■ PAGE TEXT

>> START

Remember who you are

Christopher G Moore prises open his ‘memory foot locker’ for some time-travelling, and we all get to see the world more clearly.

Time will tell whether Christopher G Moore has, as he believes, conceived a new literary genre, the “memory manifesto”, but his latest book, bearing that title, is certainly an extraordinary undertaking, melding memoir, science and portraiture in an entirely unprecedented form of assemblage. 
The core of “A Memory Manifesto” is an examination of how Cambodia has withstood the horrors of the Khmer Rouge period. That evaluation, deeply personalised and poignant, gives Moore the basis on which to review his own life, study the power and the failings of the human memory, and consider this hi-tech world’s shifting perceptions in art, commerce and politics. 
This is the promising “new genre”, placing one’s own autobiography within history’s spinning clockwork and discovering, if not its karmic rewards and retributions, then at least its interconnected validity. While steeped in psychology, the book is eminently readable and often fascinating.
Thailand’s finest expatriate crime-fiction novelist, who’s often displayed his other talent as an essayist on topics all too real and immediate, has stitched together a quilt of episodic memory (personal recollections) and semantic memory (what’s learned from others). 
He ponders who we were before books, who we are now as “every whorl of our digital fingerprints” is tracked and shared, and who we’ll become once artificial intelligence gives us the ability to remember everything.

Remember who you are

Setting aside for the moment his popular fictional Bangkok-based detective Vincent Calvino (whose most recent adventure, “Jumpers”, was reviewed on this page in May), Moore has here answered memory’s siren call and returned to Phnom Penh for another of many visits. 
He was there in 2011, accredited to cover the opening of the Khmer Rouge war-crimes tribunal now slowly drawing to its inevitably dissatisfying conclusion. Earlier visits produced the Calvino thriller “Zero Hour in Phnom Penh” and the short-story anthology “Phnom Penh Noir”.
In January this year, Moore, older and pensive, returned once again to confront time, the “brutal editor of memory”.
“My personal mandala contains a space called Cambodia,” he begins, immediately invoking that most sublime aid to meditation, with all its mystical signifiers forming a map of time and space.
In “a memory-recovery adventure” spanning 25 years and 35 chapters of lyrically intertwined recollections, Moore still holds true to the definition of “noir” that guides his dark crime novels, as “throwing light on the power of sinister forces”.
“The Cambodian Year Zero was the starting point of a memory reset,” he writes. That was 1975, when the Khmer Rouge triumphed in the civil war and set about waging a different kind of war “against the knowledge warehoused in the minds of Cambodians ...

>> END

■ DATA PROVIDED

>> START

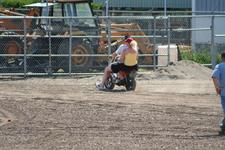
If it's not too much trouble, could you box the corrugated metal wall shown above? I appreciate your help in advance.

>> END

■ TASK BRIEF
Using the book review above the data, decide whether each statement agrees with it: (a) Moore returned to Phnom Penh in January this year; (b) "A Memory Manifesto" covers 35 years; (c) Moore was in Cambodia in 2011 to cover the opening of the Khmer Rouge war-crimes tribunal. Answer yes or no for each, quoting the words of the review that decide it.

■ EXPECTED ANSWER
(a) Yes: "In January this year, Moore, older and pensive, returned once again"
(b) No: "spanning 25 years and 35 chapters"
(c) Yes: "He was there in 2011, accredited to cover the opening of the Khmer Rouge war-crimes tribunal"